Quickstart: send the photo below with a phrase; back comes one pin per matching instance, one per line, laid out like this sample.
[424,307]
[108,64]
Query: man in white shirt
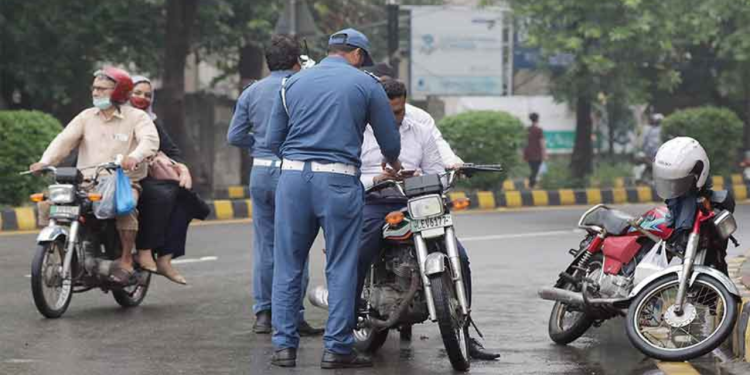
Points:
[419,155]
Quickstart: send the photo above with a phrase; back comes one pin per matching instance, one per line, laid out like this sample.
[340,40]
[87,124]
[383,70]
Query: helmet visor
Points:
[668,189]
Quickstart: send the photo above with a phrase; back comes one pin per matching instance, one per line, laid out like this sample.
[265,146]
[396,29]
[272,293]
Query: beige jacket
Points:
[130,132]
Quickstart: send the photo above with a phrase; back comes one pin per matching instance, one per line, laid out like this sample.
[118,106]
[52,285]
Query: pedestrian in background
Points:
[248,130]
[317,126]
[536,151]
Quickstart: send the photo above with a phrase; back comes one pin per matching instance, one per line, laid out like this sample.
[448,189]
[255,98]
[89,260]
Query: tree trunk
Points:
[580,164]
[181,15]
[251,69]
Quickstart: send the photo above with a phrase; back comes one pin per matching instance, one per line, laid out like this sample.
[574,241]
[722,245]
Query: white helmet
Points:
[680,165]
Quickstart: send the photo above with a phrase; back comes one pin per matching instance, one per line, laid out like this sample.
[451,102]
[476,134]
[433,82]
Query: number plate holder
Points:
[64,212]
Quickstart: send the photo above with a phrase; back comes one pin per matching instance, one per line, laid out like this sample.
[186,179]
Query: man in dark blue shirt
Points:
[317,126]
[248,131]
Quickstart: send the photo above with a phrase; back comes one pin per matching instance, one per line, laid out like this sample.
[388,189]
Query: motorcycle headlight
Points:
[426,206]
[61,194]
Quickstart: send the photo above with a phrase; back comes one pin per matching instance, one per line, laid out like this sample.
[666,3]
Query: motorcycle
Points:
[418,273]
[673,313]
[76,250]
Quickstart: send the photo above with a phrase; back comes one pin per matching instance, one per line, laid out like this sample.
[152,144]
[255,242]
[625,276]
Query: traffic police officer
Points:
[317,125]
[247,130]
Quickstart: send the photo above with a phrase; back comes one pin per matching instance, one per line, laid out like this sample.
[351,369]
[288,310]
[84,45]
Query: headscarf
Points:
[150,109]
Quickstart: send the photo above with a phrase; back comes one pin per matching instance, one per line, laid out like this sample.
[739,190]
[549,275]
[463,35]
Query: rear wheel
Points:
[453,324]
[708,316]
[133,295]
[51,292]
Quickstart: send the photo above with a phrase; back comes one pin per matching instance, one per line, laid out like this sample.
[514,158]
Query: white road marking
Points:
[194,260]
[521,235]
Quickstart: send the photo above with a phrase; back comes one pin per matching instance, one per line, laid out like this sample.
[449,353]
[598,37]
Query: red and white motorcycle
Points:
[673,313]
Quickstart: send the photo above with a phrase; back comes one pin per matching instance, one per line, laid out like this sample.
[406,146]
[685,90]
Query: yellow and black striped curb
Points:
[739,272]
[243,192]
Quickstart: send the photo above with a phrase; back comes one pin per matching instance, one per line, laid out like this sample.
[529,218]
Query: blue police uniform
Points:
[248,130]
[317,127]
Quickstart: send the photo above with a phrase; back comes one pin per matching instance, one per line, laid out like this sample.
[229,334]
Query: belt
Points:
[340,168]
[266,163]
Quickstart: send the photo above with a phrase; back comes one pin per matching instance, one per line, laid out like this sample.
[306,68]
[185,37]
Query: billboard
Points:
[456,51]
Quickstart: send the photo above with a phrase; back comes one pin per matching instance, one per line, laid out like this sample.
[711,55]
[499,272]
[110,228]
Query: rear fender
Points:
[697,270]
[52,233]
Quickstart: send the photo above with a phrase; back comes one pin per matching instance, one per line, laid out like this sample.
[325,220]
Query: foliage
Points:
[718,130]
[24,136]
[485,137]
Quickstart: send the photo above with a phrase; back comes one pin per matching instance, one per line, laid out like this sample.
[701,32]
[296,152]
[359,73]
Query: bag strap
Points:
[283,94]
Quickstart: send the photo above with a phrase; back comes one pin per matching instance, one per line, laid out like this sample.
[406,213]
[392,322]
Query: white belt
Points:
[266,163]
[340,168]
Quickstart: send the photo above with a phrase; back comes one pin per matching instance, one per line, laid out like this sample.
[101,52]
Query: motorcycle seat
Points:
[614,222]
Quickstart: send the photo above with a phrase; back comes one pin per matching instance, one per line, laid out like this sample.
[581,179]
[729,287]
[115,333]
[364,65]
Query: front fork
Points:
[72,239]
[455,265]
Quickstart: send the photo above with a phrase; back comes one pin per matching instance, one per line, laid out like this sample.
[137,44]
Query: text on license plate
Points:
[71,211]
[432,223]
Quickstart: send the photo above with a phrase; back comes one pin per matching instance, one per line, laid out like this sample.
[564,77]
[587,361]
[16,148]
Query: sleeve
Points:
[167,145]
[380,117]
[239,134]
[431,162]
[147,137]
[278,126]
[64,142]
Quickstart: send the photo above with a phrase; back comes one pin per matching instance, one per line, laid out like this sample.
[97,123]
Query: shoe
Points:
[263,322]
[145,260]
[305,329]
[477,351]
[285,358]
[352,360]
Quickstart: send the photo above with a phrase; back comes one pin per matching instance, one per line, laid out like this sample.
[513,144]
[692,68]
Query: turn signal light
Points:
[460,204]
[394,218]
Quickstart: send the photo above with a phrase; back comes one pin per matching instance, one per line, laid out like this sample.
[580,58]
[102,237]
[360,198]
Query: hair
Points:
[283,53]
[394,88]
[341,48]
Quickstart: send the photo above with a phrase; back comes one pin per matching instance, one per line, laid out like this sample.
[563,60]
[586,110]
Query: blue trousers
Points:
[263,182]
[371,243]
[307,201]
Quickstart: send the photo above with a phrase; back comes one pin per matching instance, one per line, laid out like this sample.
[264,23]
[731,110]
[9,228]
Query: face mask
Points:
[102,103]
[140,103]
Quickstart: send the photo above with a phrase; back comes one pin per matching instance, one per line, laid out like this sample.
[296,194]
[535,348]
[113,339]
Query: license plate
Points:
[64,211]
[431,223]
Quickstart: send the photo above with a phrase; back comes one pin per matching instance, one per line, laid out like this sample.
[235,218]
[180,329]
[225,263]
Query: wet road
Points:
[205,328]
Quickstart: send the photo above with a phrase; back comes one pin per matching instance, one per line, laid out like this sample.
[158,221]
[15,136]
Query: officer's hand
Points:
[129,163]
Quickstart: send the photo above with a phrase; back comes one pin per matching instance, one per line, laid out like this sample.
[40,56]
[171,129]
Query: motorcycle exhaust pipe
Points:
[318,296]
[561,295]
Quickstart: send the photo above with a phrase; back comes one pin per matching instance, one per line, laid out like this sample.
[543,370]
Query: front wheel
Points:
[708,316]
[132,296]
[369,340]
[453,325]
[51,292]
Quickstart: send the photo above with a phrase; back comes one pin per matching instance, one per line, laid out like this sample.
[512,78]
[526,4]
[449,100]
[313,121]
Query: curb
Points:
[25,218]
[719,182]
[739,272]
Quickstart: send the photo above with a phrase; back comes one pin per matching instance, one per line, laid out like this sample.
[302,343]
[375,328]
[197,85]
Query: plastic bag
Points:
[105,208]
[653,262]
[124,199]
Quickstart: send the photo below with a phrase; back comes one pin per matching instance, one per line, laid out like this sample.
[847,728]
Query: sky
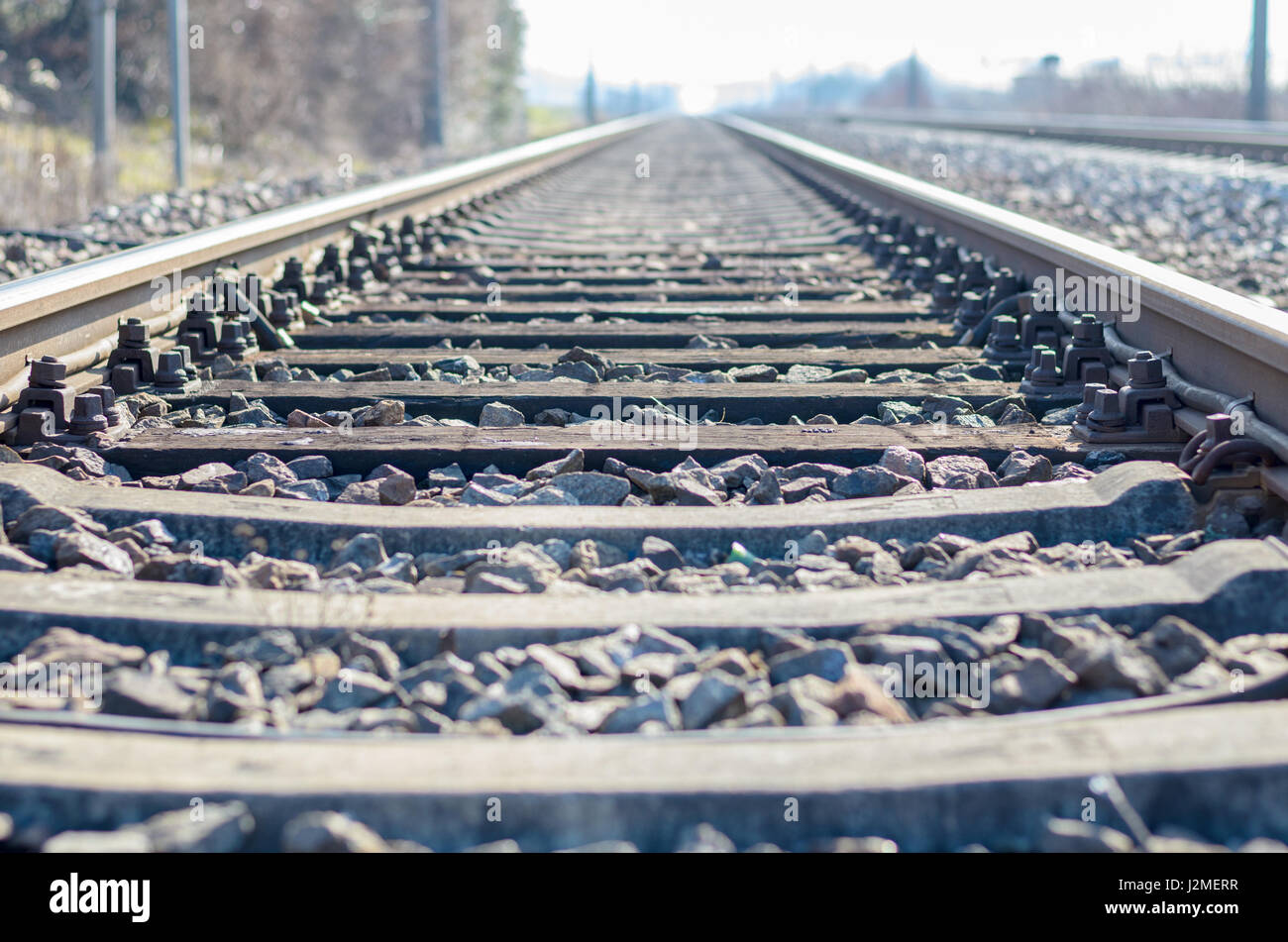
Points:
[702,44]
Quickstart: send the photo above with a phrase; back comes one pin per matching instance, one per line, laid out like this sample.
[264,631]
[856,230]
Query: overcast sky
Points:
[706,43]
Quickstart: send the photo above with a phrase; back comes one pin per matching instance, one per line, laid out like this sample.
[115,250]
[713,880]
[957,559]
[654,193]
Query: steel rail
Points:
[1211,137]
[72,312]
[1219,341]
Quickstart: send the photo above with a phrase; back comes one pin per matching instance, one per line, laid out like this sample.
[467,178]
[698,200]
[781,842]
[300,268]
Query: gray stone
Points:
[365,550]
[903,463]
[478,495]
[1176,646]
[397,488]
[661,554]
[713,697]
[450,476]
[804,372]
[648,708]
[76,547]
[522,563]
[827,659]
[303,490]
[65,645]
[14,560]
[1035,683]
[704,839]
[385,412]
[353,688]
[872,480]
[802,701]
[262,466]
[327,831]
[205,472]
[310,466]
[578,369]
[570,464]
[1116,663]
[592,488]
[273,646]
[1069,835]
[132,692]
[767,490]
[960,471]
[755,373]
[1021,468]
[498,414]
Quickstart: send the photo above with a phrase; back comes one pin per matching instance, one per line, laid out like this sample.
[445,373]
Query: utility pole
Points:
[179,89]
[103,65]
[436,90]
[590,95]
[1258,106]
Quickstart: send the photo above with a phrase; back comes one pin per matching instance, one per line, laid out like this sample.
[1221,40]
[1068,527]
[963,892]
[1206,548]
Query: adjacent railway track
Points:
[618,491]
[1256,141]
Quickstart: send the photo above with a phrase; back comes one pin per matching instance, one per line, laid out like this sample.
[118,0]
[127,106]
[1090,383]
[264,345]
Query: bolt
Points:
[48,372]
[970,312]
[1089,401]
[1044,372]
[1145,370]
[111,411]
[1005,283]
[943,293]
[1089,331]
[1107,414]
[232,339]
[86,414]
[170,372]
[133,335]
[1005,334]
[279,315]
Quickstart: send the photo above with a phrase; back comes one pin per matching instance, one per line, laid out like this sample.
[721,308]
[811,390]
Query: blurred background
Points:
[290,98]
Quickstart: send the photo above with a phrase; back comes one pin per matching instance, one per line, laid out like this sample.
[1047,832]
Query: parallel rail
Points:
[72,312]
[1250,139]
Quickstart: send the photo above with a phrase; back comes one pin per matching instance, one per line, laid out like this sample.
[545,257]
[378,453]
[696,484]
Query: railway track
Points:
[617,493]
[1256,141]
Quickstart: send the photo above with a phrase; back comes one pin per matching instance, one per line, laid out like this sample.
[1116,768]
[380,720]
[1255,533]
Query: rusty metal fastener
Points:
[88,414]
[1216,446]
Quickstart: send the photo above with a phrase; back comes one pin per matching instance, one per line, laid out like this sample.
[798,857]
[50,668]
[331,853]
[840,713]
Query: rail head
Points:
[1218,339]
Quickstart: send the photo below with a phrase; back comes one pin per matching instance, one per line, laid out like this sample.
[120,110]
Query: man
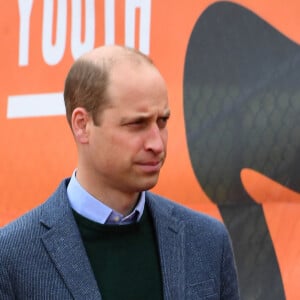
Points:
[102,235]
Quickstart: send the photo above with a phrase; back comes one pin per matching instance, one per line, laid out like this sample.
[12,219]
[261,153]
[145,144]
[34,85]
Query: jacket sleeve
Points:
[229,277]
[6,290]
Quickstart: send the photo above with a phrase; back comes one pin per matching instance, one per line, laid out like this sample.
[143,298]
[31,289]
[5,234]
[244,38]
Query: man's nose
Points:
[155,139]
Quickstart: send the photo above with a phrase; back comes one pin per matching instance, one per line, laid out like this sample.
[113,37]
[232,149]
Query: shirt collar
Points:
[93,209]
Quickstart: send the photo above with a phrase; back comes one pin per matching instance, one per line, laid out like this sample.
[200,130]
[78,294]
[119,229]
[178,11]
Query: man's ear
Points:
[80,119]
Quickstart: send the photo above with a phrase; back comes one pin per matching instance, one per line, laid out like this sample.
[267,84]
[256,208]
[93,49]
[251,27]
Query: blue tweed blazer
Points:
[42,255]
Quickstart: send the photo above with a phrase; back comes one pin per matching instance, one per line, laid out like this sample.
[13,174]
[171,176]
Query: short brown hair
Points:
[87,81]
[85,86]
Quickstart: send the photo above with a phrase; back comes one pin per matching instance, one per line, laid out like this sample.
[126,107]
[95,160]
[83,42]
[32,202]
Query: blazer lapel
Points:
[64,245]
[170,236]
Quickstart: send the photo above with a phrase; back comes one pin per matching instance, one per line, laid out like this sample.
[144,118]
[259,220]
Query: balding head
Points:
[87,81]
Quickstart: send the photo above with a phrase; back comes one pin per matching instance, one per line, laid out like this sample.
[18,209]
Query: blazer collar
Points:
[64,245]
[170,235]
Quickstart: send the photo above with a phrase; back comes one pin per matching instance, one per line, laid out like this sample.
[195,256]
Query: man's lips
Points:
[150,166]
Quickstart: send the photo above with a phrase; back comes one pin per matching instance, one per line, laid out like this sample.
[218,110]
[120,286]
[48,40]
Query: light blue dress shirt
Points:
[93,209]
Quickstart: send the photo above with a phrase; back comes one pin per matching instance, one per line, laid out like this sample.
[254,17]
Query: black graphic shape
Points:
[242,106]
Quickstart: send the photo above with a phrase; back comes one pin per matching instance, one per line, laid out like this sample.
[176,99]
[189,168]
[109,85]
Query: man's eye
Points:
[162,122]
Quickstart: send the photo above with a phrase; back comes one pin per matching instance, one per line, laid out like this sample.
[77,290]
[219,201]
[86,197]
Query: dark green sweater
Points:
[124,258]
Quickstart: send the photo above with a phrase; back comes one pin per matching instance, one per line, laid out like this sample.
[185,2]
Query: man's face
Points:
[128,148]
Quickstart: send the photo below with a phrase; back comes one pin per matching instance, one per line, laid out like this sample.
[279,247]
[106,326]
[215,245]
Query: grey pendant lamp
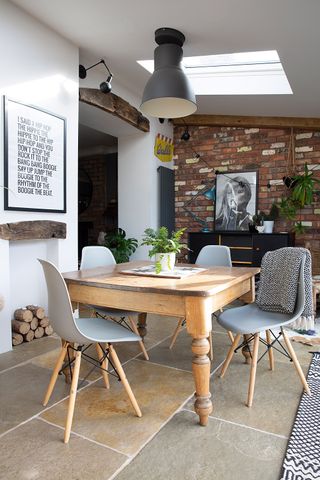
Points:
[168,93]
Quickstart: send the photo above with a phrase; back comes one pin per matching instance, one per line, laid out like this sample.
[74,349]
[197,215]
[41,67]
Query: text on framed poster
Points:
[35,163]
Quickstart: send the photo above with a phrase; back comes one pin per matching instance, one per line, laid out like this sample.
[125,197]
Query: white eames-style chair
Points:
[99,256]
[250,320]
[77,335]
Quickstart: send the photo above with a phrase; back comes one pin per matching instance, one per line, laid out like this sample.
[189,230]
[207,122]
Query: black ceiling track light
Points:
[105,87]
[168,93]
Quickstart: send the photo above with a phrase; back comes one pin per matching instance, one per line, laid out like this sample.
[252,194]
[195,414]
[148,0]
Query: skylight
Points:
[247,73]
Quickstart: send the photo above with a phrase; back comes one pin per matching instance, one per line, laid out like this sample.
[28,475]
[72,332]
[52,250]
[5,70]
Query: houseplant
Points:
[163,247]
[300,193]
[121,247]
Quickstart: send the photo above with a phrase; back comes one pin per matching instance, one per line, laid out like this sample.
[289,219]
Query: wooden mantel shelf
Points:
[33,230]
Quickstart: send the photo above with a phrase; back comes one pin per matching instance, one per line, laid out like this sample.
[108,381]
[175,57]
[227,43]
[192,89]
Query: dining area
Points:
[107,438]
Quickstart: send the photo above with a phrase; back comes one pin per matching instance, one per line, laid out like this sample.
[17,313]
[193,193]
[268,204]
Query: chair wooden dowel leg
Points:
[230,355]
[296,362]
[270,350]
[55,373]
[230,335]
[136,331]
[73,394]
[176,332]
[253,369]
[104,365]
[124,380]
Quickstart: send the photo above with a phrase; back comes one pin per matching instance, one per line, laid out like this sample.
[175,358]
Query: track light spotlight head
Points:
[82,72]
[186,135]
[105,87]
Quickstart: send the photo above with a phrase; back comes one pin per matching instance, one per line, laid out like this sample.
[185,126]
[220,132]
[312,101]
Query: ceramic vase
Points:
[268,226]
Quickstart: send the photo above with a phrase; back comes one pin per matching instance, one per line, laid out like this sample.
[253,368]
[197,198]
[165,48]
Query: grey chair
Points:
[77,335]
[250,320]
[209,256]
[99,256]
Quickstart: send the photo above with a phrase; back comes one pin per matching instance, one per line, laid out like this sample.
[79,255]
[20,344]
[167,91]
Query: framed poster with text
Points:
[34,159]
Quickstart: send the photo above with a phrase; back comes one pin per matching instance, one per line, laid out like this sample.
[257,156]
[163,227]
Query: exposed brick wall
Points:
[231,149]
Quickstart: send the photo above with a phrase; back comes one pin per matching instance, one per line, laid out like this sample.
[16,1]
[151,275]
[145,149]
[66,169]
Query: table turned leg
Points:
[249,297]
[142,325]
[201,373]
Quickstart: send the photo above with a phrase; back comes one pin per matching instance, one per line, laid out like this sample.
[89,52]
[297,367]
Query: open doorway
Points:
[98,185]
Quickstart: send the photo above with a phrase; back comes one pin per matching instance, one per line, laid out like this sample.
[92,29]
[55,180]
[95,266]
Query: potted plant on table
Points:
[164,247]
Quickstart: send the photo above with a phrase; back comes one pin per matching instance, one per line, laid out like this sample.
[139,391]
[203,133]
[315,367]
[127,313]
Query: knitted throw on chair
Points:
[279,283]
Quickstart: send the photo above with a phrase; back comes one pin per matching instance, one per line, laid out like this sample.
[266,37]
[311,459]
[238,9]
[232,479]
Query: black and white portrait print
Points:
[236,200]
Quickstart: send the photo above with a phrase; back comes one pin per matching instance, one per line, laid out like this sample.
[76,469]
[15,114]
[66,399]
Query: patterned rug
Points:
********
=== Task ===
The lines sought are those in the data above that include the string "railway"; copy each one.

=== Answer to this task ===
Query: adjacent railway track
Query: railway track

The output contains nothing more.